Exercise prompt: Make an exact copy of the records, with the pictures left out.

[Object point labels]
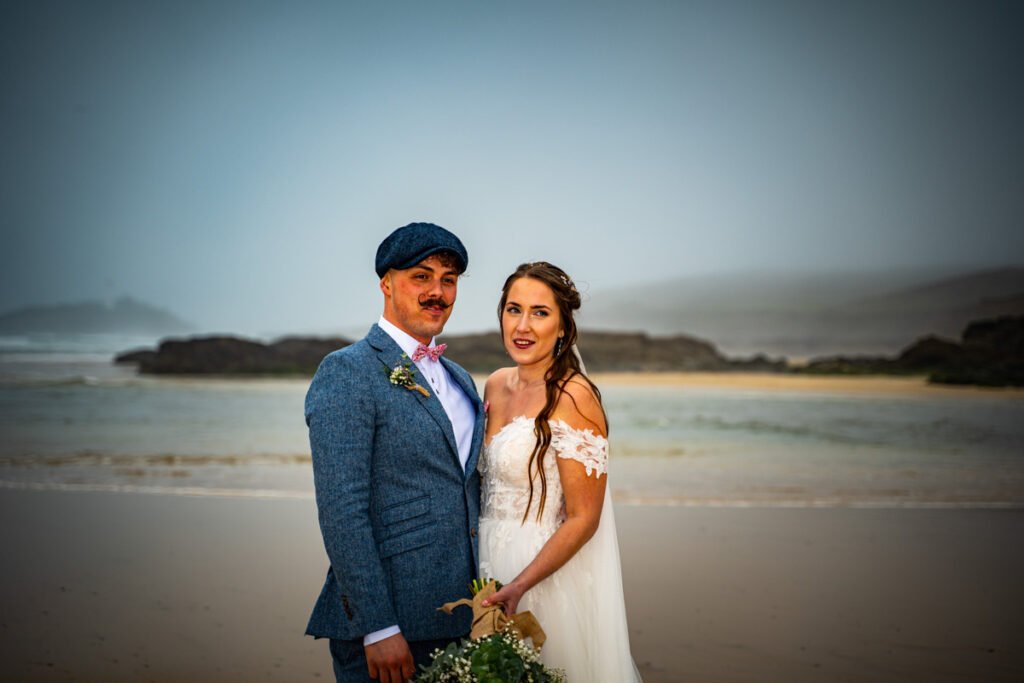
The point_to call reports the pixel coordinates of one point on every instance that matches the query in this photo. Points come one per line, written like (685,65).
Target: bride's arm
(584,499)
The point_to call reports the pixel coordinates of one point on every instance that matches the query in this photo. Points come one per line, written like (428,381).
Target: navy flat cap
(411,244)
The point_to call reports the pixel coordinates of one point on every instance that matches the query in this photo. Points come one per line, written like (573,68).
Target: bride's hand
(508,597)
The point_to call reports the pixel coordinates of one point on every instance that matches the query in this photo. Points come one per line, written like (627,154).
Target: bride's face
(530,322)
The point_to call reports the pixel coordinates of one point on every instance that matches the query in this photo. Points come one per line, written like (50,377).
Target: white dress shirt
(457,406)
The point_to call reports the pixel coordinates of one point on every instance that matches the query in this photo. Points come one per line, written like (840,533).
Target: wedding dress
(581,605)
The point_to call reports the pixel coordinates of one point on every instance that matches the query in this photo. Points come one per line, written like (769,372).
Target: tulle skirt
(580,606)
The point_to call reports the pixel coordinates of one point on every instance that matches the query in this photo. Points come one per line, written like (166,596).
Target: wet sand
(128,587)
(860,384)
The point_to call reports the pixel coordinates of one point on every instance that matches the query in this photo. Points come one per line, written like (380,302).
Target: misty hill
(989,353)
(479,353)
(126,315)
(800,315)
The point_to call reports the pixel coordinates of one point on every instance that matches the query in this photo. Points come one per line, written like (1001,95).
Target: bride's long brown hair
(563,368)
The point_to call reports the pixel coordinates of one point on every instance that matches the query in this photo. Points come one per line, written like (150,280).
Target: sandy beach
(854,384)
(127,587)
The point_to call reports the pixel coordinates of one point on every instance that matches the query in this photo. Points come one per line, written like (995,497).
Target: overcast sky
(239,163)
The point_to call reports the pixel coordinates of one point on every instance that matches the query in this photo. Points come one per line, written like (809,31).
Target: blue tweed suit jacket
(397,512)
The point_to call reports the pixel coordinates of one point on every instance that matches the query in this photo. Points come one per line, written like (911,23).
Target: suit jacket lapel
(390,354)
(471,393)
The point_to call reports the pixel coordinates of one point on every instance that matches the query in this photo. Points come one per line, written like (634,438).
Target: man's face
(419,300)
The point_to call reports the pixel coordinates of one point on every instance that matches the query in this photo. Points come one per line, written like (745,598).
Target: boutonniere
(401,375)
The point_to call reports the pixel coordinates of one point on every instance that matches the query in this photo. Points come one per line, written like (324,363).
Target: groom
(395,429)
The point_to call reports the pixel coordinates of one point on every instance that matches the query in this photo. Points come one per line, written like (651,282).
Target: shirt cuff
(376,636)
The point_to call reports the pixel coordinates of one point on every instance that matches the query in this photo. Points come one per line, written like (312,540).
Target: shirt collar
(406,342)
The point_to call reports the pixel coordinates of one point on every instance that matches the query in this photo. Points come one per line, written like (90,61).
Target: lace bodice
(506,482)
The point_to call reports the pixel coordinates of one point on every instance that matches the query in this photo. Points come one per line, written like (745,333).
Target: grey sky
(238,163)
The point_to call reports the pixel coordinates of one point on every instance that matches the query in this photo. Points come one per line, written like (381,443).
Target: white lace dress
(581,605)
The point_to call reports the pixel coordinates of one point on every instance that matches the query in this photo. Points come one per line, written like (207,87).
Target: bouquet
(496,650)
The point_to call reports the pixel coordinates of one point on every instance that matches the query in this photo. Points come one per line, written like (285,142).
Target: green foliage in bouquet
(500,657)
(497,657)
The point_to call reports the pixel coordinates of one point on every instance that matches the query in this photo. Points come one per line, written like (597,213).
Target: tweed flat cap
(411,244)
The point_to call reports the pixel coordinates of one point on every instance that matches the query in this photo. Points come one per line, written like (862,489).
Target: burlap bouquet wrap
(494,620)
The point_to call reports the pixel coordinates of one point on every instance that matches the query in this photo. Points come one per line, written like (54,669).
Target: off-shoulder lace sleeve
(581,444)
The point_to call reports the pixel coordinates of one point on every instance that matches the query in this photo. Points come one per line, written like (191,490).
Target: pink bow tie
(432,352)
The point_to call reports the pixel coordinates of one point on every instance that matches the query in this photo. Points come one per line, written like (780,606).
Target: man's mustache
(440,303)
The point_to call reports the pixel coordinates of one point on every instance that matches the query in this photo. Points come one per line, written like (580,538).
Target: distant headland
(990,353)
(126,315)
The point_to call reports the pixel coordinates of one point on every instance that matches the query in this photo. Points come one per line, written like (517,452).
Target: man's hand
(390,660)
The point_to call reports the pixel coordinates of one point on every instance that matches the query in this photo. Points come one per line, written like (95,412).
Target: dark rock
(480,353)
(929,352)
(991,354)
(231,355)
(602,351)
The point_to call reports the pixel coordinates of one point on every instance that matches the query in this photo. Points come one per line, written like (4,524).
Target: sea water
(71,419)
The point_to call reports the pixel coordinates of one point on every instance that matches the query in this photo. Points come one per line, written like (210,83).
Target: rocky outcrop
(479,353)
(990,353)
(612,351)
(231,355)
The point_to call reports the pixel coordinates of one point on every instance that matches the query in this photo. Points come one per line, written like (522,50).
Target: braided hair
(564,367)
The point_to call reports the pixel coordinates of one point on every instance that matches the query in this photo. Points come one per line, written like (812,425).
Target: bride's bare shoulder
(498,381)
(580,408)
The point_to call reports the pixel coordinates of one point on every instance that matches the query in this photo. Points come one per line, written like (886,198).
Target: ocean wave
(623,499)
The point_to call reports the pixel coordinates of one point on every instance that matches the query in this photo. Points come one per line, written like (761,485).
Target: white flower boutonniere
(401,375)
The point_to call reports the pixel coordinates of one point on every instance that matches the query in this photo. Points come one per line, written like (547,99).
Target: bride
(547,527)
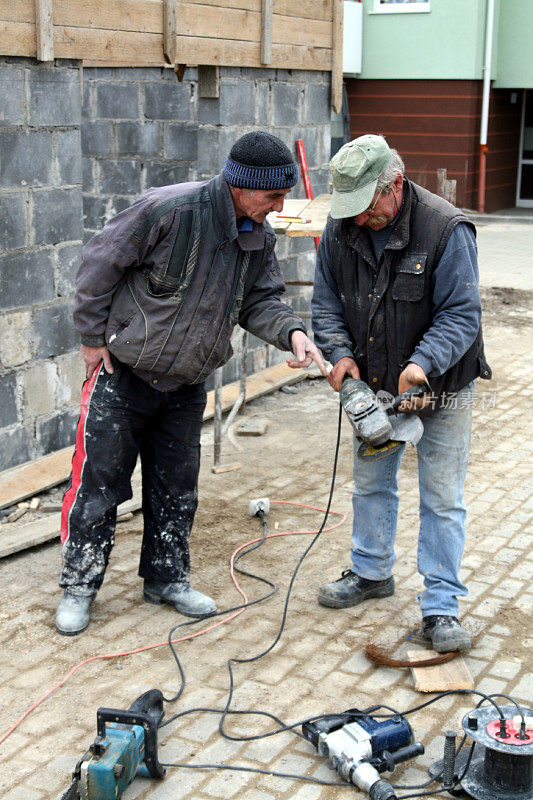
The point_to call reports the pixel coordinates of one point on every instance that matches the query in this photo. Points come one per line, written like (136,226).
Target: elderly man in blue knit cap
(158,294)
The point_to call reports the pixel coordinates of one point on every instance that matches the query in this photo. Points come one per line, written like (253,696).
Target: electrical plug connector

Solution:
The point_to call reports the pixel coordinates of one point on every instance that matches the query in this photo. Points come one per line, written like (685,65).
Target: bride's arm
(584,499)
The point_to call reports the pixel coordinates of one point on every instance that matches the query in this photo. Points come one per line, written like (428,381).
Target: navy flat cap
(411,244)
The point_to call reports the pixel coordinates of one point on every instance that matches the query in this photo. Points come one per line, written like (573,68).
Target: bride's hand
(508,597)
The point_to call reports the pixel coordinates of one point on every instance that matches the query in this photo. Points come one per line, written like (627,154).
Target: bride's face
(530,322)
The point_to call reports the pixel coordinates of one point on every instance that matches the query in this photo. Points come one per line, written like (50,377).
Target: white dress shirt
(457,406)
The point_to call reports the pixel coordinates of one point on every instance that matches the query in this photo. Points come one per line, written like (840,533).
Target: wedding dress
(581,605)
The point_to call reports the pixel coordinates of one point on every instance that matches the query in this photo. Points come one per line, written like (769,372).
Target: tulle skirt
(580,606)
The point_to call reports the pixel coordinates of one point on every instance that matches the query in this photo. Points come one per line, written like (166,596).
Target: wet sand
(128,587)
(860,384)
The point_to call reports the pixel coordinates of one point on every instance that matches the query in this photo. Points come one per line, written like (380,302).
Target: misty hill
(989,353)
(479,353)
(126,315)
(800,315)
The point_to call reports the pixel coordinates of one point on every instance that matches the query in this photo. Points come one per line, written like (1001,95).
Target: bride's long brown hair
(563,368)
The point_to call reports the pixel coordinates of one point on every instance that matches the query in this photo. Points come one per line, written like (150,280).
Target: sandy beach
(854,384)
(127,587)
The point_to call reports the pixel coordinates of one point on every instance that matches the query in this photo. Points come one per line, written like (995,497).
Target: overcast sky
(239,163)
The point_to call reports the pixel coordinates of one point on every instance that matches the query in this photo. Points come one per line, written like (809,31).
Target: blue tweed suit jacket
(397,512)
The point_to call reports the pixel coordinates of one point on every instance that matches the query in this photo. Points come one per line, written like (911,23).
Target: suit jacket lapel
(390,354)
(471,393)
The point_to call reports the pixel coordinates of one point on every instance that matches the query in this photo. Points come one per line, written like (634,438).
Target: man's face
(419,300)
The point_to call reports the pixel coordinates of one point on every instance that matches the query in this photo. Points come one per line, written like (745,598).
Target: boutonniere
(401,375)
The point_to call reports the pixel coordinates of one point on every instance that matches the query in this photo. Points come one per line, written like (324,363).
Target: groom
(395,429)
The point_to call reports the pixel coordinates of one point on every instance that matches the query in this photo. Points come one per line, written like (651,282).
Target: shirt cuff
(376,636)
The point_to call reports the pixel coordinates of one point on every instance that matches the query in this photo. Points come one per line, written like (312,540).
Target: shirt collar
(406,342)
The point_to call reports the pixel coordinates of one point on every instance that matches the query in this photo. Points come one per line, written like (90,61).
Target: lace bodice
(506,482)
The point_to call reports the pixel coordinates of one point on every instance that matches the query in this photo. Points come one per line, written like (745,333).
Target: grey sky
(238,163)
The point_to call reports the pixel coordinates of one point on every instance that matches the query in this photo. Points come one per line, written like (381,443).
Target: white lace dress
(581,605)
The point_to call reports the pixel coordinates of one point on every instance that matches the query in this photo. Points come one per line, written like (207,87).
Target: bouquet
(496,650)
The point_to call reports the pixel coordinates of one point on every instance that matches the query in this photo. Points come one per line, written like (285,142).
Target: green foliage in bouquet
(500,657)
(497,657)
The point_to call reports the pixel coordinates of one point on every instance that matches the query in this photo. Points come one per line, written like (597,213).
Target: tweed flat cap
(411,244)
The point_to call reports the pixel coordinates of one point on every instance that matches the query in this photo. Points come one per line, written like (862,489).
Target: burlap bouquet wrap
(494,620)
The point_to call reports the pixel coordinates of one point on every instance that matches the query in this photo. Points come one per line, written like (54,669).
Target: off-shoulder lace sleeve
(581,444)
The point_to call reports the pixel coordinates of one point on every instance that matches the query in this photo. Points come one per line, written like (191,490).
Target: pink bow tie
(432,352)
The point_to call reports the pixel coordinates of one point on every instance that matches the query in this photo. Points come one per line, written like (780,606).
Target: man's mustache
(440,303)
The point_to call reports the pixel coordinates of one point on every instance that matches the query in this photo. Points come one per line, written like (580,538).
Target: distant headland
(990,353)
(126,315)
The point_to call reports the pixel coordinates of one point on every instance that matches the query in this photo. Points come one per line, written like (517,452).
Target: man's hand
(390,660)
The point_to call reports the pixel coordinates of one point on every instance that matches the query in this photo. Points come one per line, written like (95,412).
Target: dark rock
(480,353)
(929,352)
(991,354)
(231,355)
(602,351)
The point_to call reports the pixel coordinates of one point on every instance that matches the query in this photo. Points come one per line, written like (4,524).
Target: sea water
(71,419)
The point_to call reports the pixel coordinates of one point on every instance that matches the query in this photo. Points come one per line, written like (210,83).
Target: rocky outcrop
(479,353)
(990,353)
(612,351)
(231,355)
The point_to call reports the pixel coordinates of one point on every instance that matches the query in this photo. Points come one per line, written like (522,50).
Target: braided hair
(564,367)
The point_to call reports the pixel coordinates of one point on every instance that matches the query in this photo. Points come one per line, written like (812,425).
Target: bride's bare shoulder
(498,381)
(580,408)
The point_to call reports the pixel coordinates of one point on every instance that matches the query in this photo. Points come one per line, written like (886,198).
Target: ocean wave
(623,499)
The point_to call reports the pixel coordinates of one point on every instance that matches the query in this photo. Points come one per line, written like (761,485).
Target: white flower boutonniere
(401,375)
The point_to call reports the pixel coordinates of one point on every instance that matches the query in this photo. Points come one per line, written like (547,99).
Target: bride
(547,527)
The point_to call reports the pixel coordinates of one point on every instance that matches the query in this photo. Points come one per line, written like (136,226).
Target: elderly man in blue knit cap
(158,294)
The point_to call reports the pixel coordinates of one point on every instance that matches the query in this photo. Points come one per line, written like (253,696).
Target: electrical plug connector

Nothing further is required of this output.